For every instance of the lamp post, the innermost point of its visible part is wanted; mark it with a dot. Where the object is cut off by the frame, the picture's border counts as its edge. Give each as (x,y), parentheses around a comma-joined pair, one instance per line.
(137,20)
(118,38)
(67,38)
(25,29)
:::
*EXERCISE DETAILS*
Repeat the listing in its entirety, keeping each line as it is.

*SOLUTION BELOW*
For every instance of the lamp post, the innermost point of its visible part is wanted; mark it with a dot. Where the object is cut off by the frame, the picture's border counts as its edge. Give each as (x,y), parentheses around a comma-joined pair, one instance per line.
(137,20)
(118,38)
(67,38)
(25,29)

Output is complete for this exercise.